All of the records below need to be copied exactly.

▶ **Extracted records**
BEGIN
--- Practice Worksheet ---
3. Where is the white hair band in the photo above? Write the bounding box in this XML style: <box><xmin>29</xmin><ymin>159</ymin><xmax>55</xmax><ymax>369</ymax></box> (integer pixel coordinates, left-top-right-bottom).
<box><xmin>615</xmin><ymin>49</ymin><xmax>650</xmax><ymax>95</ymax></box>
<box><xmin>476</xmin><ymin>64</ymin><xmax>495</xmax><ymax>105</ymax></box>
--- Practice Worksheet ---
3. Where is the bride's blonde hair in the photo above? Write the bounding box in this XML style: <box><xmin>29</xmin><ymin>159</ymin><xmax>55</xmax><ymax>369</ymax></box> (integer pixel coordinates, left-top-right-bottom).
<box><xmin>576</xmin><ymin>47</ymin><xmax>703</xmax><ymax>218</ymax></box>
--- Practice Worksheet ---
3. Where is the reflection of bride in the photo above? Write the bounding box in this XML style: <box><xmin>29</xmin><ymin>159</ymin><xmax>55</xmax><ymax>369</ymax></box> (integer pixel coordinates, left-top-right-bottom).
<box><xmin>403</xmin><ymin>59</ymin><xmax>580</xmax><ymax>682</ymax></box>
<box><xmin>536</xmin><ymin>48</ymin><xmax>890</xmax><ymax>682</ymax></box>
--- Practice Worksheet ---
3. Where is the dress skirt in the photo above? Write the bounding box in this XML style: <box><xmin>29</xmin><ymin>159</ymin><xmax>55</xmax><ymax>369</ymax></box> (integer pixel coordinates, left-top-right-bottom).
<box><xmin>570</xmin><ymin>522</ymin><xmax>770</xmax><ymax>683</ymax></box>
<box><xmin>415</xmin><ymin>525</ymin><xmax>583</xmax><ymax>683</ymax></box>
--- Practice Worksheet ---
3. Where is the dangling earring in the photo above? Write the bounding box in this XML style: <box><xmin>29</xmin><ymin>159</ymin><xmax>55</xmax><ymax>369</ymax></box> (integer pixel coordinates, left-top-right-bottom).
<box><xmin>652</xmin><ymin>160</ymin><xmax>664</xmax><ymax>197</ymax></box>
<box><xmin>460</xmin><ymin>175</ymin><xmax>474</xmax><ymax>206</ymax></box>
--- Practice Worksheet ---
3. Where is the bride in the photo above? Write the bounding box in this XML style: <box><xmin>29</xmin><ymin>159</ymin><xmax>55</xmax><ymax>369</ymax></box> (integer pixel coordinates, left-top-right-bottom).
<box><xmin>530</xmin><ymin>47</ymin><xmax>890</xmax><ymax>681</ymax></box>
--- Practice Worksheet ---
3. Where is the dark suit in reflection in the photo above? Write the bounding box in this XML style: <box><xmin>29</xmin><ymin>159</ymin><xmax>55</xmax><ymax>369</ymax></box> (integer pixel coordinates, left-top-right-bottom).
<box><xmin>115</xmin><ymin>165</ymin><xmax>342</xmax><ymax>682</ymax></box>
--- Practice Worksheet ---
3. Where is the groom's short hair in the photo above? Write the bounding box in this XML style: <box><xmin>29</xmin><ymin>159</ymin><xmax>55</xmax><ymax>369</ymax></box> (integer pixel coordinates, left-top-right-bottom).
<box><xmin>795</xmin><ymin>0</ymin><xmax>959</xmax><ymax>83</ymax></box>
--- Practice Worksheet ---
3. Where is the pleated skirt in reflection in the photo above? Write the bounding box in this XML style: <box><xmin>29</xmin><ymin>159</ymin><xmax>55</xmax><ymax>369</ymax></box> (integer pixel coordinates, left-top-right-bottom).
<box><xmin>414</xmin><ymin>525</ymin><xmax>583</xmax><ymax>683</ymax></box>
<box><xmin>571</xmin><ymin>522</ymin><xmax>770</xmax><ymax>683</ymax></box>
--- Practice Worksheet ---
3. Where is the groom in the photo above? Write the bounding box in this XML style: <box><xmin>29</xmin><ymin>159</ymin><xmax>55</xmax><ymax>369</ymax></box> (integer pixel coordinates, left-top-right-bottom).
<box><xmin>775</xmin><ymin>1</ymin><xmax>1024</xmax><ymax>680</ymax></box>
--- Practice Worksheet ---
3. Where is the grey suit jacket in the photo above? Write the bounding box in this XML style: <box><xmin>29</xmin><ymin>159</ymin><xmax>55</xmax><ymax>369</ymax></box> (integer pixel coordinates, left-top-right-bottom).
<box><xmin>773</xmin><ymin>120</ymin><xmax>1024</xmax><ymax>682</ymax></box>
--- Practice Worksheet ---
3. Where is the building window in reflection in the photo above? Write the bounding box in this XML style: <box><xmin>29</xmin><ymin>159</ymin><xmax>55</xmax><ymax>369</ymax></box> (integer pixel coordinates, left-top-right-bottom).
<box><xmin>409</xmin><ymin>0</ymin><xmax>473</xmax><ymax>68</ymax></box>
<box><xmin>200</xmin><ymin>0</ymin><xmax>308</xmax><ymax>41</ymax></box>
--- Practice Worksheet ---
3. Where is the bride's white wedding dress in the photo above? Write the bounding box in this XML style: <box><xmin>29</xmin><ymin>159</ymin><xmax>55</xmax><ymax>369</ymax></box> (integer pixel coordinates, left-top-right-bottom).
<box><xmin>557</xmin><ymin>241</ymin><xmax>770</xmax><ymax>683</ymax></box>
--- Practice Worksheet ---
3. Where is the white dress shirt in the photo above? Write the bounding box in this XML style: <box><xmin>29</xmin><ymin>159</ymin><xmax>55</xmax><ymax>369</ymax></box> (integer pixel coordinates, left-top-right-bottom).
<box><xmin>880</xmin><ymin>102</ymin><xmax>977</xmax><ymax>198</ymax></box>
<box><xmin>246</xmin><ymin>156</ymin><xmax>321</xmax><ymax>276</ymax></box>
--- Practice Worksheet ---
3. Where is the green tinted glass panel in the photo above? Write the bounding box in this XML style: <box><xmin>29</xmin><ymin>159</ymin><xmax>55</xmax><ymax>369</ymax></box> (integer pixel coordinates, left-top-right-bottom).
END
▶ **EXERCISE OUTPUT**
--- Practice Worksheet ---
3. Where is the white hair band in the photo above? Write the bounding box in this XML style: <box><xmin>29</xmin><ymin>159</ymin><xmax>55</xmax><ymax>369</ymax></box> (integer pixel coordinates, left-top-right-bottom).
<box><xmin>615</xmin><ymin>49</ymin><xmax>650</xmax><ymax>95</ymax></box>
<box><xmin>476</xmin><ymin>64</ymin><xmax>495</xmax><ymax>105</ymax></box>
--- Practice Worksheet ---
3. Where is the bride's blonde hair in the photo above? Write the bounding box in this XML style: <box><xmin>29</xmin><ymin>159</ymin><xmax>55</xmax><ymax>369</ymax></box> (integer pixel coordinates, left-top-right-bottom).
<box><xmin>576</xmin><ymin>47</ymin><xmax>703</xmax><ymax>218</ymax></box>
--- Practice Worksheet ---
3. Where is the reflection of bride in the photo above? Write the bounding box in this XML style: <box><xmin>29</xmin><ymin>159</ymin><xmax>55</xmax><ymax>369</ymax></box> (integer pixel coordinates, left-top-right-bottom).
<box><xmin>403</xmin><ymin>59</ymin><xmax>580</xmax><ymax>682</ymax></box>
<box><xmin>536</xmin><ymin>48</ymin><xmax>890</xmax><ymax>682</ymax></box>
--- Practice Worksheet ---
3. Where is the dress skirt in the photo above? Write the bounding box in this XML style: <box><xmin>29</xmin><ymin>159</ymin><xmax>55</xmax><ymax>369</ymax></box> (integer pixel coordinates, left-top-right-bottom).
<box><xmin>570</xmin><ymin>522</ymin><xmax>770</xmax><ymax>683</ymax></box>
<box><xmin>415</xmin><ymin>525</ymin><xmax>583</xmax><ymax>683</ymax></box>
--- Practice Worksheet ---
3. Where is the dangling earring in the photo above? Write the bounding box in this XML style: <box><xmin>29</xmin><ymin>159</ymin><xmax>55</xmax><ymax>369</ymax></box> (integer pixel coordinates, left-top-right-bottom).
<box><xmin>652</xmin><ymin>160</ymin><xmax>664</xmax><ymax>197</ymax></box>
<box><xmin>460</xmin><ymin>175</ymin><xmax>474</xmax><ymax>206</ymax></box>
--- Practice Worksheet ---
3. Where is the bride in the photo above? Write the bounding box in this XML style: <box><xmin>29</xmin><ymin>159</ymin><xmax>55</xmax><ymax>369</ymax></box> (integer pixel coordinates, left-top-right-bottom).
<box><xmin>530</xmin><ymin>47</ymin><xmax>890</xmax><ymax>681</ymax></box>
--- Practice Worksheet ---
3. Where is the dark suit in reflection in the photo above? Write the bounding box in this XML style: <box><xmin>29</xmin><ymin>159</ymin><xmax>55</xmax><ymax>369</ymax></box> (integer pixel coordinates, left-top-right-bottom).
<box><xmin>115</xmin><ymin>165</ymin><xmax>342</xmax><ymax>682</ymax></box>
--- Practice Worksheet ---
3. Where is the groom's short hair in the photo above? Write the bounding box in this XML style: <box><xmin>29</xmin><ymin>159</ymin><xmax>55</xmax><ymax>369</ymax></box> (integer pixel coordinates, left-top-right-bottom).
<box><xmin>795</xmin><ymin>0</ymin><xmax>959</xmax><ymax>83</ymax></box>
--- Practice Worksheet ---
3. Where is the pleated skirt in reflection in the photo above? Write the bounding box in this XML style: <box><xmin>29</xmin><ymin>159</ymin><xmax>55</xmax><ymax>369</ymax></box> (integer pixel coordinates, left-top-right-bottom).
<box><xmin>414</xmin><ymin>525</ymin><xmax>583</xmax><ymax>683</ymax></box>
<box><xmin>571</xmin><ymin>522</ymin><xmax>770</xmax><ymax>683</ymax></box>
--- Practice Worksheet ---
3. Where is the groom in the photo above? Write the bounding box in this XML style: <box><xmin>29</xmin><ymin>159</ymin><xmax>55</xmax><ymax>369</ymax></box> (integer pixel coordinates, left-top-right-bottom).
<box><xmin>775</xmin><ymin>1</ymin><xmax>1024</xmax><ymax>680</ymax></box>
--- Practice Worksheet ---
3. Where is the grey suit jacket in the photo above? Write the bounding box in this XML style: <box><xmin>29</xmin><ymin>159</ymin><xmax>55</xmax><ymax>369</ymax></box> (integer pixel coordinates, left-top-right-bottom).
<box><xmin>773</xmin><ymin>120</ymin><xmax>1024</xmax><ymax>682</ymax></box>
--- Practice Worksheet ---
3. Where is the building window in reflection in the photo above? Write the bounding box in this XML style: <box><xmin>29</xmin><ymin>159</ymin><xmax>55</xmax><ymax>369</ymax></box> (integer pixel coordinates, left-top-right-bottom).
<box><xmin>409</xmin><ymin>0</ymin><xmax>473</xmax><ymax>68</ymax></box>
<box><xmin>200</xmin><ymin>0</ymin><xmax>308</xmax><ymax>41</ymax></box>
--- Practice Worksheet ---
3. Where is the bride's white wedding dress in the photo above? Write the bounding box in this XML style: <box><xmin>29</xmin><ymin>159</ymin><xmax>55</xmax><ymax>369</ymax></box> (integer pixel coordinates, left-top-right-bottom).
<box><xmin>557</xmin><ymin>241</ymin><xmax>770</xmax><ymax>683</ymax></box>
--- Practice Worksheet ---
3. Where is the white dress shirt in the photo above? Write the bounding box in this XML style: <box><xmin>29</xmin><ymin>159</ymin><xmax>55</xmax><ymax>369</ymax></box> (integer pixel coordinates, left-top-right-bottom).
<box><xmin>880</xmin><ymin>102</ymin><xmax>977</xmax><ymax>198</ymax></box>
<box><xmin>246</xmin><ymin>156</ymin><xmax>321</xmax><ymax>276</ymax></box>
--- Practice Worksheet ---
3. Where is the green tinted glass panel in the photo above? Write the bounding box in this XML style: <box><xmin>29</xmin><ymin>159</ymin><xmax>55</xmax><ymax>369</ymax></box> (integer pixel coordinates, left-top-right-bottom).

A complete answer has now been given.